▶ _Exercise goal_
Find every line in the records below that contains the word "floor", and copy each of those lines.

▶ _Task input_
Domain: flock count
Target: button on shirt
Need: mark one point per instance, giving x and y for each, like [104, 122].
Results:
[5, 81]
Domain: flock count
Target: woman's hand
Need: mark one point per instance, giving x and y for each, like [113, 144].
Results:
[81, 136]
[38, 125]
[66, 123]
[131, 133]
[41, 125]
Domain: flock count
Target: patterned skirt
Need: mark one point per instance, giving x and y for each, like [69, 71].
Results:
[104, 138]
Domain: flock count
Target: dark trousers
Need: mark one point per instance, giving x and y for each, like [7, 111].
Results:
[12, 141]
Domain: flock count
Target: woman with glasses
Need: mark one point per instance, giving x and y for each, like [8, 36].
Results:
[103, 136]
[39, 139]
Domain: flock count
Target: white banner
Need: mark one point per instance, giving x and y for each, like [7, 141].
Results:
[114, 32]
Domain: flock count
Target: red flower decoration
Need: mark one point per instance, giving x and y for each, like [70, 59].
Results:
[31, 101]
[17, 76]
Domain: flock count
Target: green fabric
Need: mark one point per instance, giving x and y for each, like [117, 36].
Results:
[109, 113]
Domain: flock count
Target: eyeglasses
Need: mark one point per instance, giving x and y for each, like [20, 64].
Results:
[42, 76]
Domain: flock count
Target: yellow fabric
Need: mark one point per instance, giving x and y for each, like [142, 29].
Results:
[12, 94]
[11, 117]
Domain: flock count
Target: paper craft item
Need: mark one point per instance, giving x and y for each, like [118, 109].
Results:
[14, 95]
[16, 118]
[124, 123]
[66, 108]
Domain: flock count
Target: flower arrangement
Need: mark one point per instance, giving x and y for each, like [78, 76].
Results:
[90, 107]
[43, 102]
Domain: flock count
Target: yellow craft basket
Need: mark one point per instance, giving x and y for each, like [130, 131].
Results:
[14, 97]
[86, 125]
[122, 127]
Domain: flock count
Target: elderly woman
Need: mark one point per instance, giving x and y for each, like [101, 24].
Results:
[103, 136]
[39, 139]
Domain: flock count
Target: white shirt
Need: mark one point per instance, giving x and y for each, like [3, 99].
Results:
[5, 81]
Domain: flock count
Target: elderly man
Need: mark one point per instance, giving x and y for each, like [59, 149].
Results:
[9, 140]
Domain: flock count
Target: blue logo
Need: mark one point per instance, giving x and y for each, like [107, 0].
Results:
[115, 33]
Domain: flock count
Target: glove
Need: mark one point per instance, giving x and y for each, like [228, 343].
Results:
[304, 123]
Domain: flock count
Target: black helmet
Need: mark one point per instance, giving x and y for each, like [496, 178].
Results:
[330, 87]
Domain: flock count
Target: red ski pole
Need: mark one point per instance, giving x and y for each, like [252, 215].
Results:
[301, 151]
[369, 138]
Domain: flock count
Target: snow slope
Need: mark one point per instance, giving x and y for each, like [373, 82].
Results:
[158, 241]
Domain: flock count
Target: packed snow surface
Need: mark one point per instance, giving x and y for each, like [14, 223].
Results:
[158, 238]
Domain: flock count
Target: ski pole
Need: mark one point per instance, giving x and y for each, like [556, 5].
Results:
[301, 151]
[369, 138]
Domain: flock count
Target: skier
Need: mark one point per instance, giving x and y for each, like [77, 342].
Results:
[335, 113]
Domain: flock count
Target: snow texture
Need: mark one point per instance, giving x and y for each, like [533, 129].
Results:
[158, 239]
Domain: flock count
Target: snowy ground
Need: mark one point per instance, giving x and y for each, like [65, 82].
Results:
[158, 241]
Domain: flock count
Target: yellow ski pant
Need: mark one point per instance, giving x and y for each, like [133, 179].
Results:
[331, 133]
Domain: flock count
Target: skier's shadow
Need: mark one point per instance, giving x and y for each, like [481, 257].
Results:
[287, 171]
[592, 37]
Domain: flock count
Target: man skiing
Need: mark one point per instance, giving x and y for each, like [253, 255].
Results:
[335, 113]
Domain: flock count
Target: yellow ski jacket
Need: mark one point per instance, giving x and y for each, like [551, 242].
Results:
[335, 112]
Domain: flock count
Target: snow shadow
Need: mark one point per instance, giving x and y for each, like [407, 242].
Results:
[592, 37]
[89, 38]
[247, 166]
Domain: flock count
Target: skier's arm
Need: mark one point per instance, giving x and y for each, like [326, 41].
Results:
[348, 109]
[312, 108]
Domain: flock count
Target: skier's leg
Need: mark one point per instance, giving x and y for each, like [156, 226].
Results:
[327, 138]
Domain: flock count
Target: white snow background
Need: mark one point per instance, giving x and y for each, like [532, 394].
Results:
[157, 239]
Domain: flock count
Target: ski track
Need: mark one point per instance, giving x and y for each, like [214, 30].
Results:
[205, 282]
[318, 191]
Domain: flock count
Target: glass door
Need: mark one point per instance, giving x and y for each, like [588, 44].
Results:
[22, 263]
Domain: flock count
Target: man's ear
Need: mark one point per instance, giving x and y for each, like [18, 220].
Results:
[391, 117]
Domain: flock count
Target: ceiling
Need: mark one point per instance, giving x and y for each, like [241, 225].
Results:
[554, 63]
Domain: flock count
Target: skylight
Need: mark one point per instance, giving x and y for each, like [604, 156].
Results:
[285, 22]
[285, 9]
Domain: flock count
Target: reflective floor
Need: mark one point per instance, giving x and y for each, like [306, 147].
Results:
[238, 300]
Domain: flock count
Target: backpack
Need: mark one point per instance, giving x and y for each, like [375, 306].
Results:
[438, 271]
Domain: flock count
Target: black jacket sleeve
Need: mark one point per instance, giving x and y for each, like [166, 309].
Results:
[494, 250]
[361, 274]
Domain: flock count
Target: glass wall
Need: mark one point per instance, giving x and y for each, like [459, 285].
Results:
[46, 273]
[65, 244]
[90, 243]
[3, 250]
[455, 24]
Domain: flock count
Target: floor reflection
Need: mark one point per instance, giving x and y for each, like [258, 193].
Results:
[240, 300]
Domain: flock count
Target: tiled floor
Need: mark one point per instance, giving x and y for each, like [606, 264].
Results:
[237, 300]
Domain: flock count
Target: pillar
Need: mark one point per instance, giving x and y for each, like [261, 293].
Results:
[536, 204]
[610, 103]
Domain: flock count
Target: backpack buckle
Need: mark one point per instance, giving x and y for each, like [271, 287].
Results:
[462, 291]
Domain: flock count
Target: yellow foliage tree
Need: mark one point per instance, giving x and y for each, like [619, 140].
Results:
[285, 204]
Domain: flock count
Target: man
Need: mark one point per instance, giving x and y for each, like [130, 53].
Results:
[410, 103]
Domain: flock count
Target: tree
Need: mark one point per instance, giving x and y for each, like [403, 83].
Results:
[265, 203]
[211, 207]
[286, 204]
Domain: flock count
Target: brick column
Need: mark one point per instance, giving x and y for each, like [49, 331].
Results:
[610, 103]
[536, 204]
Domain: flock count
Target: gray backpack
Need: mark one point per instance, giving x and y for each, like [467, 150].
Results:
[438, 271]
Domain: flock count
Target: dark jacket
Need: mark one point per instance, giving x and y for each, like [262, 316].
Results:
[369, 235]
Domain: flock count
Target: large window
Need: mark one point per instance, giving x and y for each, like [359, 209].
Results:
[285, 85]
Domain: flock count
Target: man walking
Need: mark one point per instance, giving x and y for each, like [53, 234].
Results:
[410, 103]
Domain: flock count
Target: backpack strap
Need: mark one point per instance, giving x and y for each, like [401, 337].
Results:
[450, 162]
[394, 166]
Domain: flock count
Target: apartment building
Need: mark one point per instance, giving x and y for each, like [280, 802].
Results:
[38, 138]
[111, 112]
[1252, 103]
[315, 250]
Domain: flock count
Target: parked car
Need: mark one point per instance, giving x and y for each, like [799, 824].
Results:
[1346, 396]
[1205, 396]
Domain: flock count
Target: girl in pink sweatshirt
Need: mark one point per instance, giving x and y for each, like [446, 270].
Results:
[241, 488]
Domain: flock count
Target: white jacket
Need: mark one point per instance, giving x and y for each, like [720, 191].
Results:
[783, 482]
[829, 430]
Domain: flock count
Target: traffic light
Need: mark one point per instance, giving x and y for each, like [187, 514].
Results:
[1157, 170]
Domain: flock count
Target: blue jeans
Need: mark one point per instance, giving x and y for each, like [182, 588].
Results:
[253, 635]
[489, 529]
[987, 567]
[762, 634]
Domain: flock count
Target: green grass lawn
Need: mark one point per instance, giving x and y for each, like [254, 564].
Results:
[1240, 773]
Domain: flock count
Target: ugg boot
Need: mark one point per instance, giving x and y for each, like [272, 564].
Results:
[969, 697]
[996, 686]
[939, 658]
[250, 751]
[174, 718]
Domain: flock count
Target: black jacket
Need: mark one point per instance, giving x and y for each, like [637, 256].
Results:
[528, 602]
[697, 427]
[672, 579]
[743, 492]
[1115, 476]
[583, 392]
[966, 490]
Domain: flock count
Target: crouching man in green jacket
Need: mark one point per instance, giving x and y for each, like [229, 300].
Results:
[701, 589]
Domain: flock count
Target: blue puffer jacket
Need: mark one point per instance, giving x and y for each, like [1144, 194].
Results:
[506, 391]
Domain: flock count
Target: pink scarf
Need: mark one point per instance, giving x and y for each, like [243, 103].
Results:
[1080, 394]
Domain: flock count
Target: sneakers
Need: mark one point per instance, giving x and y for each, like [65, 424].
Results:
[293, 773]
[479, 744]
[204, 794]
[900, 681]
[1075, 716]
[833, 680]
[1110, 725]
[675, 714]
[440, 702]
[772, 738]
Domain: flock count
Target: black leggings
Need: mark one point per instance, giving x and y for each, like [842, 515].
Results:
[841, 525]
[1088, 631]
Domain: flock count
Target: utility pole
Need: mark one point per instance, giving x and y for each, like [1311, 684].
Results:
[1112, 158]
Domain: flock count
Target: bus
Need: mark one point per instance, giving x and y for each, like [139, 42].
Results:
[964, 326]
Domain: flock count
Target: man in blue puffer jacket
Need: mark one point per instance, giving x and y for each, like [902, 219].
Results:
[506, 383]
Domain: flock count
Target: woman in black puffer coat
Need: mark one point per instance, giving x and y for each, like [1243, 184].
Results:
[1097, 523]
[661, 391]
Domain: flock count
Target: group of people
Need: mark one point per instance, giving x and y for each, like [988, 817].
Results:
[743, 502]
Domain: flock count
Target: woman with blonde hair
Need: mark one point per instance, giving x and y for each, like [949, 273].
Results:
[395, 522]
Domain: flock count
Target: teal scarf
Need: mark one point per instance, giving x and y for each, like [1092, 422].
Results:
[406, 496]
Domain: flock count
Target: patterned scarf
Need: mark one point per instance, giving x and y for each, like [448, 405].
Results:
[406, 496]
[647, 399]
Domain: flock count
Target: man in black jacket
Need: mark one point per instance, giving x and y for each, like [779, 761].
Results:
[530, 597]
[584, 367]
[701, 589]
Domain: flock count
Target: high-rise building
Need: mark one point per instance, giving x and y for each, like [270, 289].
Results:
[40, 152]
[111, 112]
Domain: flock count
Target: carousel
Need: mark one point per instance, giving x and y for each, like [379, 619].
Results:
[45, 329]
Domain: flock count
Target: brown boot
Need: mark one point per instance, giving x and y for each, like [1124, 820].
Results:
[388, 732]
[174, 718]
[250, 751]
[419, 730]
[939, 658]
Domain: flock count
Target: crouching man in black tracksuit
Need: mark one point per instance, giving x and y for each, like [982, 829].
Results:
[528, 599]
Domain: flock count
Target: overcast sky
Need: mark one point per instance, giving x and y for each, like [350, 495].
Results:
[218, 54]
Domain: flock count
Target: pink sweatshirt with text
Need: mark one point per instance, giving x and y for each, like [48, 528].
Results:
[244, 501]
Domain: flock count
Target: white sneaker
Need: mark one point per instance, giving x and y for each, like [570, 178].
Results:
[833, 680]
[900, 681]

▶ _Result for this exercise_
Target: reflective floor
Target: floor reflection
Target: tiled floor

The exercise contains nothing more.